Data for processing »
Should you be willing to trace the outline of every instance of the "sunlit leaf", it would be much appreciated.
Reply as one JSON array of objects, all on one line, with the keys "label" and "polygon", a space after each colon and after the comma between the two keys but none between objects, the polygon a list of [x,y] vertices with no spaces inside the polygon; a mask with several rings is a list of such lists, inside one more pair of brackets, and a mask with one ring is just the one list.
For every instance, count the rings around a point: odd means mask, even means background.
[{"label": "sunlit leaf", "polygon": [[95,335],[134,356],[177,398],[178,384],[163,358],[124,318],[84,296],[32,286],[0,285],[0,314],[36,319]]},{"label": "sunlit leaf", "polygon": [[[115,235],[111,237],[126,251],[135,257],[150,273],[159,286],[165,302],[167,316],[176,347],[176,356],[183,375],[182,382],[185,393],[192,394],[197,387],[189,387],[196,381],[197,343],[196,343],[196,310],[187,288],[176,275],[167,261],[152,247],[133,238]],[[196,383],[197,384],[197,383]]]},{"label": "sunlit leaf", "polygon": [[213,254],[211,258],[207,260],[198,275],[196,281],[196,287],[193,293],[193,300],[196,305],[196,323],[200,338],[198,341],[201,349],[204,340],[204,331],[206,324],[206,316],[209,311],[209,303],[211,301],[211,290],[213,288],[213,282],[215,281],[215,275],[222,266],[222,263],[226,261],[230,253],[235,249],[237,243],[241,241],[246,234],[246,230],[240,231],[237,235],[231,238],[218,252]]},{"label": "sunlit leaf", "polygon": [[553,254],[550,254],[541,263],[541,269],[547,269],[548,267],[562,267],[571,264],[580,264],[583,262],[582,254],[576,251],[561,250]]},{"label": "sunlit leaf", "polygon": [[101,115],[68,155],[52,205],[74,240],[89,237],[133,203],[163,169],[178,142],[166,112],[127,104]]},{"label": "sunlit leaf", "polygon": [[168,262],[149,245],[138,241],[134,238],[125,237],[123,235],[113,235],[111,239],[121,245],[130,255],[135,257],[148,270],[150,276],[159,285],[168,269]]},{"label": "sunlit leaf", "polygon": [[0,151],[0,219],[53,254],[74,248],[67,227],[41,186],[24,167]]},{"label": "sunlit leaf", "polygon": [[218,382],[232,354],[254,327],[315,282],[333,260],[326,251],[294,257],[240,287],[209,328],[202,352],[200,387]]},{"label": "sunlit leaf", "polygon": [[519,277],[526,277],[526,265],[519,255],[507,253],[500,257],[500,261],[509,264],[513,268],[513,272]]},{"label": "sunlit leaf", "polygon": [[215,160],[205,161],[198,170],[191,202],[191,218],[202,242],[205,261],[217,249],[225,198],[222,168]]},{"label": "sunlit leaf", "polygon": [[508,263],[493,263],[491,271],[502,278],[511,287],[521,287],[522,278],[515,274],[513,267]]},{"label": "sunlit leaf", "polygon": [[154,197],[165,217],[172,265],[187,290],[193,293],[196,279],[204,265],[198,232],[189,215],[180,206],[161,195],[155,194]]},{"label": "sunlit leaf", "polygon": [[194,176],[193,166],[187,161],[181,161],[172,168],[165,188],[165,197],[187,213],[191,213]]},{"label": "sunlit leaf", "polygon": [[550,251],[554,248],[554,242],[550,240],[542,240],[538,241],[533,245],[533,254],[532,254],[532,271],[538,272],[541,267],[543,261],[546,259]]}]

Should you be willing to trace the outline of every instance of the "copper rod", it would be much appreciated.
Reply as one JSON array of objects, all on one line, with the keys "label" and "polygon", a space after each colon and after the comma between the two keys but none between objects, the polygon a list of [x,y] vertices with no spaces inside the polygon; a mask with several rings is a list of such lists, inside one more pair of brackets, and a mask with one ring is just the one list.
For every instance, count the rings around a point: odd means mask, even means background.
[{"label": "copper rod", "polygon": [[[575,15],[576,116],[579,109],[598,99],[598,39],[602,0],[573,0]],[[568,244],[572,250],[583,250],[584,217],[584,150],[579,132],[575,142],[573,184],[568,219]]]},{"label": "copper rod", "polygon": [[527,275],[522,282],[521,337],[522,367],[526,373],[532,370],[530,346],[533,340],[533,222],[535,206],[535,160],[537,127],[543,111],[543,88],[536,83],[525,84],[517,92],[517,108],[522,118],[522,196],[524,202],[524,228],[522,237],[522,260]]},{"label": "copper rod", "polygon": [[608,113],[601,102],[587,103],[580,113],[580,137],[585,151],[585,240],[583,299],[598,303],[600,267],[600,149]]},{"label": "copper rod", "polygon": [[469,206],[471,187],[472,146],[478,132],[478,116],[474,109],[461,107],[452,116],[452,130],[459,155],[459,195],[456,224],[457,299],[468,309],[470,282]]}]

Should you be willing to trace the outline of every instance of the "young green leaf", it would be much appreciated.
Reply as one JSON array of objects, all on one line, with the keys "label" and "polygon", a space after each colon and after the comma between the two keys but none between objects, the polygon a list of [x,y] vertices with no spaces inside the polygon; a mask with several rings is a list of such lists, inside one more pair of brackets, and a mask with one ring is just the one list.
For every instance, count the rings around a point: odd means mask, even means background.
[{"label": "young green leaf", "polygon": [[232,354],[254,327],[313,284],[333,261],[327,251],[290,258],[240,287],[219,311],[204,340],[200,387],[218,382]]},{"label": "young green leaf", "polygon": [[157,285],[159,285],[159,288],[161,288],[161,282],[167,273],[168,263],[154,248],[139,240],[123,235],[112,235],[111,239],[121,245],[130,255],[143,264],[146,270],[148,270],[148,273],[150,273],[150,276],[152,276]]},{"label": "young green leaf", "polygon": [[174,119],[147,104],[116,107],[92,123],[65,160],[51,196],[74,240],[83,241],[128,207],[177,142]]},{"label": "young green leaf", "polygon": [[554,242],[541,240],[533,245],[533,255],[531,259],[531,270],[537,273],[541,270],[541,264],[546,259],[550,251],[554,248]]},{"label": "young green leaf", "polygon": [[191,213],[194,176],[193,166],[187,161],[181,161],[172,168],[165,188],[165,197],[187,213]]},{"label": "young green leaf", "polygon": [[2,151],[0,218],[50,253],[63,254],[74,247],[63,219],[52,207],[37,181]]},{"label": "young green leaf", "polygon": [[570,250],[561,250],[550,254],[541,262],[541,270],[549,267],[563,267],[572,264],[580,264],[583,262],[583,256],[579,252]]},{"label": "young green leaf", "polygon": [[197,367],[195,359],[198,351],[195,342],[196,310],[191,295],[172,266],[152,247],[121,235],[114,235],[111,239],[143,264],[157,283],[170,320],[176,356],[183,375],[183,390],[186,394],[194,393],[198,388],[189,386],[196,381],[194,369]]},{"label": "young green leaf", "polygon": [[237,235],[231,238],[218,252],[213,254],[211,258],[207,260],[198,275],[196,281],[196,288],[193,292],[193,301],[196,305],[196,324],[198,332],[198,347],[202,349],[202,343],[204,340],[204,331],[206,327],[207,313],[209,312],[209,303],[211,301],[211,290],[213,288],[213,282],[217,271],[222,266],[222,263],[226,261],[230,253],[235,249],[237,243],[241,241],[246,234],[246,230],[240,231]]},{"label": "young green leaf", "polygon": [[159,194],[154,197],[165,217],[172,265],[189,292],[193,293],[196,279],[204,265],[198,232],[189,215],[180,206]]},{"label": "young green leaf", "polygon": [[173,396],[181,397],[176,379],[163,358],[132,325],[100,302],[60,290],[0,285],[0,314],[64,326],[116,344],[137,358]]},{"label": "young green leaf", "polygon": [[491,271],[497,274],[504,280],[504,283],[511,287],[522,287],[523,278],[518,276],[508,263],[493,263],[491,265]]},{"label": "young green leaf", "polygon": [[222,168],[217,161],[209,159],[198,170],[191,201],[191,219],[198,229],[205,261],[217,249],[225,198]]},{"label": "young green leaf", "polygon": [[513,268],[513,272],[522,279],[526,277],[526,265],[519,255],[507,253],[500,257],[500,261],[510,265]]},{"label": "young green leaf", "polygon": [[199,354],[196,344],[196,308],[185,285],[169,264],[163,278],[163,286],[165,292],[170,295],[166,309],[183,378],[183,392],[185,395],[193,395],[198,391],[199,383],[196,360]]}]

What is required » Your reply must consist solely of the number of lines in the data that contain the word "trace".

Solution for this task » 3